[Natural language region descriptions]
++++++

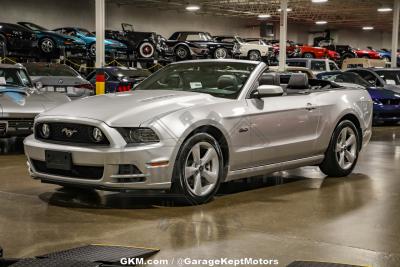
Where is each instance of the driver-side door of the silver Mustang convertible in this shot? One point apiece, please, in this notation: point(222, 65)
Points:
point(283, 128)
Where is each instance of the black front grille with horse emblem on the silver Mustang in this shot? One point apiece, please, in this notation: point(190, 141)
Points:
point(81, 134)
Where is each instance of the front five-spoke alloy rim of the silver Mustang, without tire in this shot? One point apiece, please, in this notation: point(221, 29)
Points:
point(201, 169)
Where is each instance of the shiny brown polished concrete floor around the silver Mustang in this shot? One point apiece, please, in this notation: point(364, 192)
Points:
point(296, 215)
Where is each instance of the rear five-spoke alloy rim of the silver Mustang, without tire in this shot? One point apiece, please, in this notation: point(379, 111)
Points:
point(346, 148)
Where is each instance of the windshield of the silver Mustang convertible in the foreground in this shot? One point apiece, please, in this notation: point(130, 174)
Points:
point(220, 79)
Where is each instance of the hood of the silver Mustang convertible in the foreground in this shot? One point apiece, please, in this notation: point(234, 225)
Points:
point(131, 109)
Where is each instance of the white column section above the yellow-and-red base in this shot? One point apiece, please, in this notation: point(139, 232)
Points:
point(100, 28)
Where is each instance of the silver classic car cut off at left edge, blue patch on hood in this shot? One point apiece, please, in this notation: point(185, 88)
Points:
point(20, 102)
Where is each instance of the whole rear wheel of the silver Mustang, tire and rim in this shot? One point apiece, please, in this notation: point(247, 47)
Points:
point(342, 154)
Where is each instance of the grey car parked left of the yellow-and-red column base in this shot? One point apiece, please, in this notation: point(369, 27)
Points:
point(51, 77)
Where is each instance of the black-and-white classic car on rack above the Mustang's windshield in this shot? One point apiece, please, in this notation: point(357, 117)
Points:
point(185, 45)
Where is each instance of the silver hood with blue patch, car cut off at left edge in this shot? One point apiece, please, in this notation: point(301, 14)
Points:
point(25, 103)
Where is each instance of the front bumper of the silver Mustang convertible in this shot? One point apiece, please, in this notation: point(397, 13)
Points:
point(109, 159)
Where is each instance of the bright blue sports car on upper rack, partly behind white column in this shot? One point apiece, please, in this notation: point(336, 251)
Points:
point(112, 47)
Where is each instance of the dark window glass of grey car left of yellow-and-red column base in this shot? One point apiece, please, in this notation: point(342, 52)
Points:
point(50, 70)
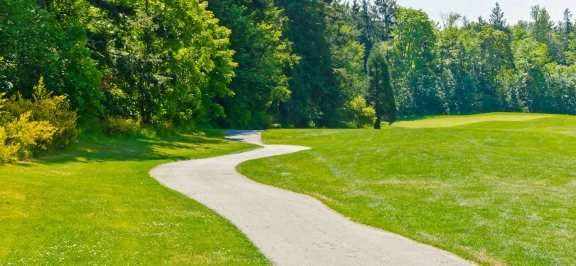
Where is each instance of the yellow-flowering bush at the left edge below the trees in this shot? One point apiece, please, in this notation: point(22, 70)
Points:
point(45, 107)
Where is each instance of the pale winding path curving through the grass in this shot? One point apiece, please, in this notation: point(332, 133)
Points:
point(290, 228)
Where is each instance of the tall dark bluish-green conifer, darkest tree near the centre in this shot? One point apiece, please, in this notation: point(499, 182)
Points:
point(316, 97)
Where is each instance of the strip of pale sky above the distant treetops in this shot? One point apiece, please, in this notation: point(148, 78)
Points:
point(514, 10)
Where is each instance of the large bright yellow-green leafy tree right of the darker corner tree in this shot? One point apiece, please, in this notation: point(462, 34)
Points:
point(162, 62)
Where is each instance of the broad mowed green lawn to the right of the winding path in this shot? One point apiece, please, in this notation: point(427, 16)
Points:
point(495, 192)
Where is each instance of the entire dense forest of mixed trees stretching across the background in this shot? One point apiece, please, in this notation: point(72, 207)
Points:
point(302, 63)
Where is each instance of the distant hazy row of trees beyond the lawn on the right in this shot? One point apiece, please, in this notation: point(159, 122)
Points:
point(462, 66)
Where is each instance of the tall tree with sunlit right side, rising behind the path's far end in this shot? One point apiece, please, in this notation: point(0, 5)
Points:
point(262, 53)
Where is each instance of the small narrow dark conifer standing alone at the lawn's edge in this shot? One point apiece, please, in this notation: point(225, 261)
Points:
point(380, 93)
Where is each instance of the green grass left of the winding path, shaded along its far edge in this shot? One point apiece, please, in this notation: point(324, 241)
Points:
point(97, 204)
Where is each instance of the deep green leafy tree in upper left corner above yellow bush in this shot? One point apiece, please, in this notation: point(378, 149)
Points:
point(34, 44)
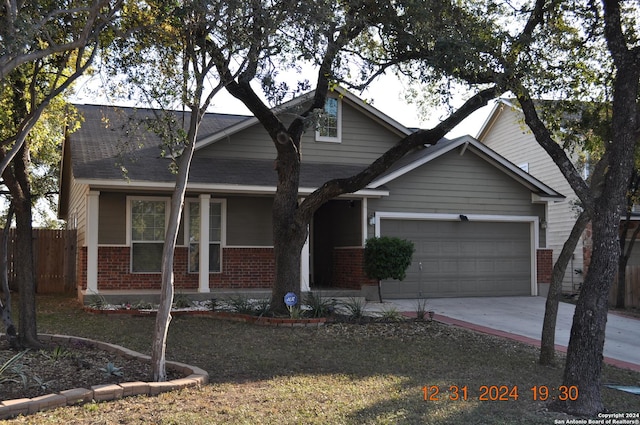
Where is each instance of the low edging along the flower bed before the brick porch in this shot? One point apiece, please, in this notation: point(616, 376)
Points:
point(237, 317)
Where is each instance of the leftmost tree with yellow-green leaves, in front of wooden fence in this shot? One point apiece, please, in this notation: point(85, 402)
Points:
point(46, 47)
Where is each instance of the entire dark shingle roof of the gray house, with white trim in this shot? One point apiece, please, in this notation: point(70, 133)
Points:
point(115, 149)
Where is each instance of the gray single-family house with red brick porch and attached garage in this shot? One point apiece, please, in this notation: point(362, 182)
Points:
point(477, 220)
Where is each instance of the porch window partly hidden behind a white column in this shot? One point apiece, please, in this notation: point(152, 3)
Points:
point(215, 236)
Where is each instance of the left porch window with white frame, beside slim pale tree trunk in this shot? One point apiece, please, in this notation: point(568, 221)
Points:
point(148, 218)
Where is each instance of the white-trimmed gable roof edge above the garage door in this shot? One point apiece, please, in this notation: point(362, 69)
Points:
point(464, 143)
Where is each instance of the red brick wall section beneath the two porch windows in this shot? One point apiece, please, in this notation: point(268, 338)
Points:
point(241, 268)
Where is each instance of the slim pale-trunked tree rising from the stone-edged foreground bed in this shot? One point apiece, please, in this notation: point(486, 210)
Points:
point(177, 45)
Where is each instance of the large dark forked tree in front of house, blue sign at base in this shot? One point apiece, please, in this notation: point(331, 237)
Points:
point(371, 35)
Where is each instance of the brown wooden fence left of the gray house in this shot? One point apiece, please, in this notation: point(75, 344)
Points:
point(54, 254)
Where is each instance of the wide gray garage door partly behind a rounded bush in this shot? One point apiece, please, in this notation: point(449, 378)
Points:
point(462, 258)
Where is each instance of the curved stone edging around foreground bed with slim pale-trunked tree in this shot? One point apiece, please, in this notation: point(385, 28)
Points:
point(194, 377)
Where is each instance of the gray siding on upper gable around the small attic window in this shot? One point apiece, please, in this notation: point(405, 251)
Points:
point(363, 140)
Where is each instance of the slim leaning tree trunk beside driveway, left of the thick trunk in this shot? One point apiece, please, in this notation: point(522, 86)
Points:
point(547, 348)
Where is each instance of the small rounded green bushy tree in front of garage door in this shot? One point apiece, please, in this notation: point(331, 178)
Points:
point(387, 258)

++++++

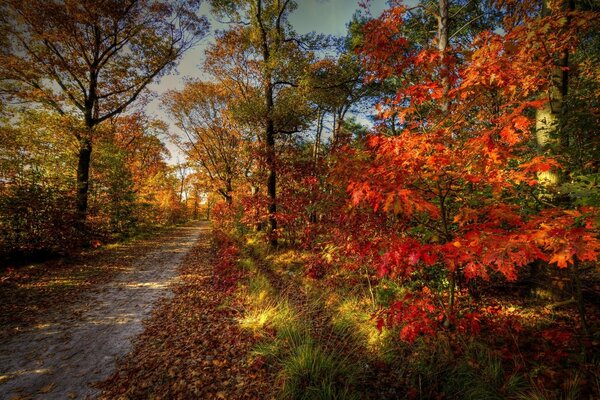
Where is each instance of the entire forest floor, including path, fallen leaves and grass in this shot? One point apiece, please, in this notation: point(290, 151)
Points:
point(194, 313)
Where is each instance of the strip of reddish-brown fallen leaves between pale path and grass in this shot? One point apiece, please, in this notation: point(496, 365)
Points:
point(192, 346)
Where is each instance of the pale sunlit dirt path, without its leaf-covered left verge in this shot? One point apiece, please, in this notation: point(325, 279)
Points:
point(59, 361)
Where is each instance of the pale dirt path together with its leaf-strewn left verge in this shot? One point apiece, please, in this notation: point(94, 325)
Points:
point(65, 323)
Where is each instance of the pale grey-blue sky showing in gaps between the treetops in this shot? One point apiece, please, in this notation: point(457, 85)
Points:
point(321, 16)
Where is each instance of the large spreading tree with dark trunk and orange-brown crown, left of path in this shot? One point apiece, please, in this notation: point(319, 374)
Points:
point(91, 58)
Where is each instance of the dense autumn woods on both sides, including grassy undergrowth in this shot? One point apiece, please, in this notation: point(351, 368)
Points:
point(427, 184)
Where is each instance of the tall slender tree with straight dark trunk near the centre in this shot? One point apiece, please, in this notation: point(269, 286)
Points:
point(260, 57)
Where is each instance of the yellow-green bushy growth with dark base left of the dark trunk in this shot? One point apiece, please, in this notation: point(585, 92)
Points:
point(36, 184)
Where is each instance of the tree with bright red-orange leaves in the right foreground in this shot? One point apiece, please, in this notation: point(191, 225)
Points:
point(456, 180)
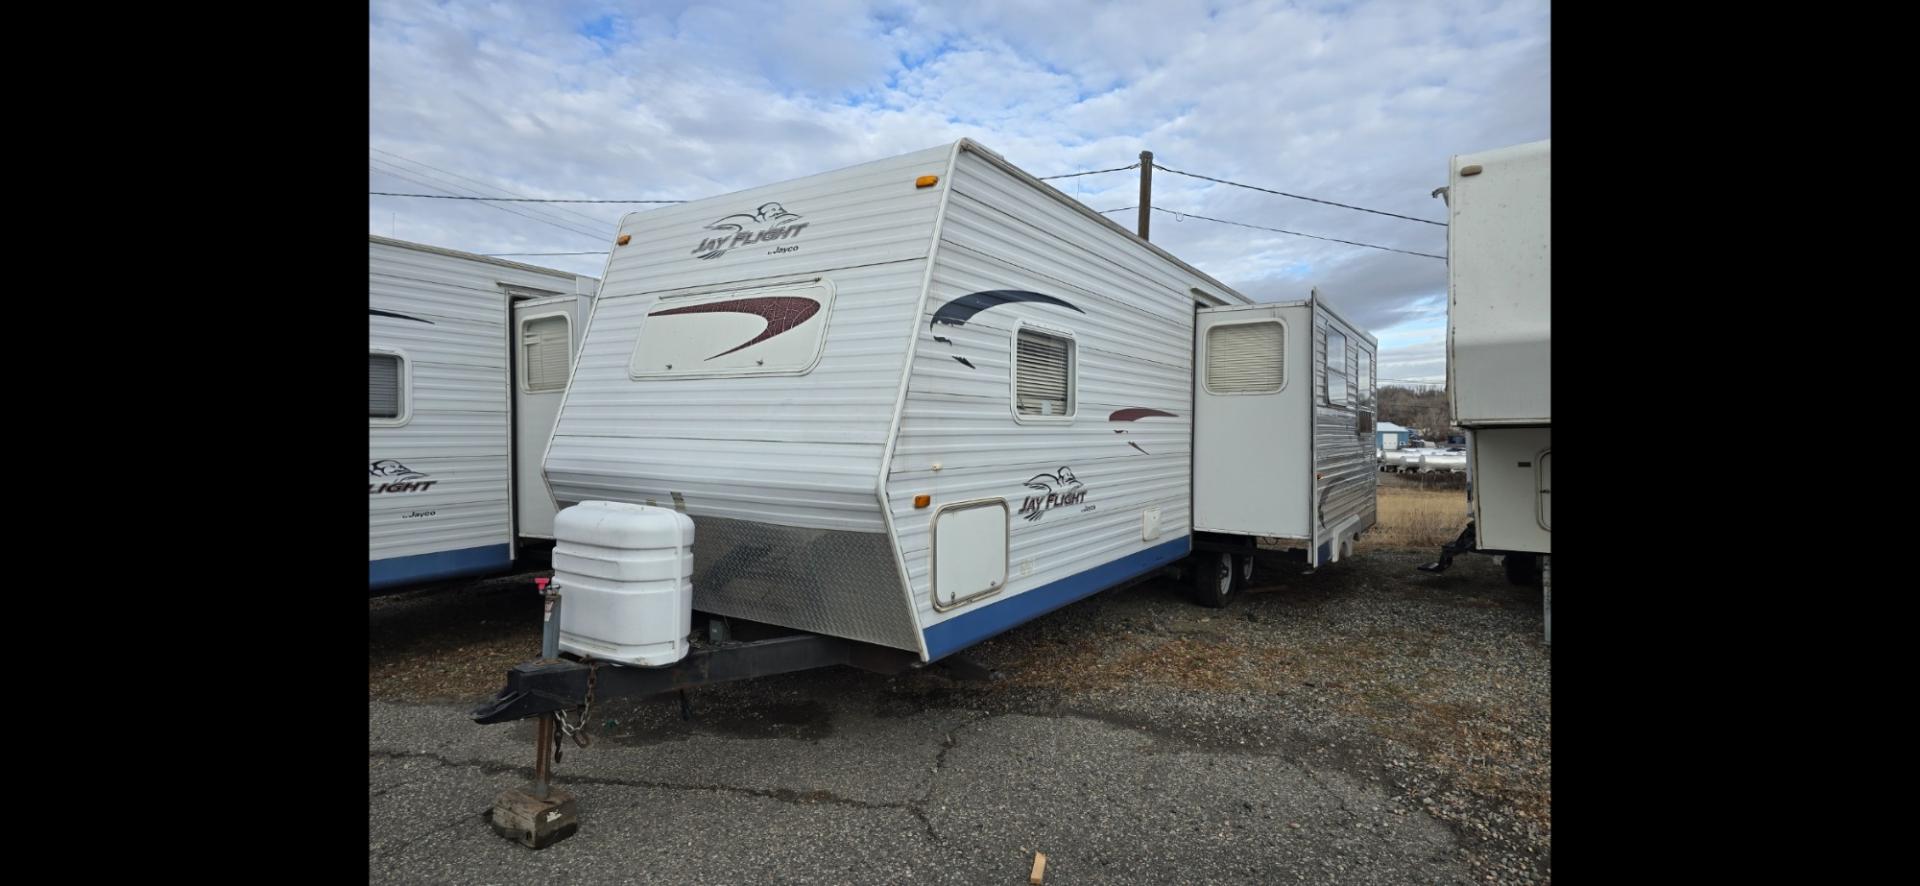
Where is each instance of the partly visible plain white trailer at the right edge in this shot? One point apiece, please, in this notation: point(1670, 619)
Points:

++++++

→ WHAT YOU NEED TO DO: Take the entries above and return only the lines from the one with "Where is each instance of the brown" to the one with "Where is each instance of the curved", both included, unchanged.

→ OUTPUT:
Where is each instance of the brown wooden fence left of the gray house in this shot? One point apiece, please, in this notation: point(75, 344)
Points:
point(54, 254)
Where is each instance of the wide gray garage door partly behind a rounded bush in this shot? One point apiece, please, in this notation: point(449, 378)
Points:
point(462, 258)
Where is each instance of the curved stone edging around foreground bed with slim pale-trunked tree in this shot? One point apiece, please, in this notation: point(385, 28)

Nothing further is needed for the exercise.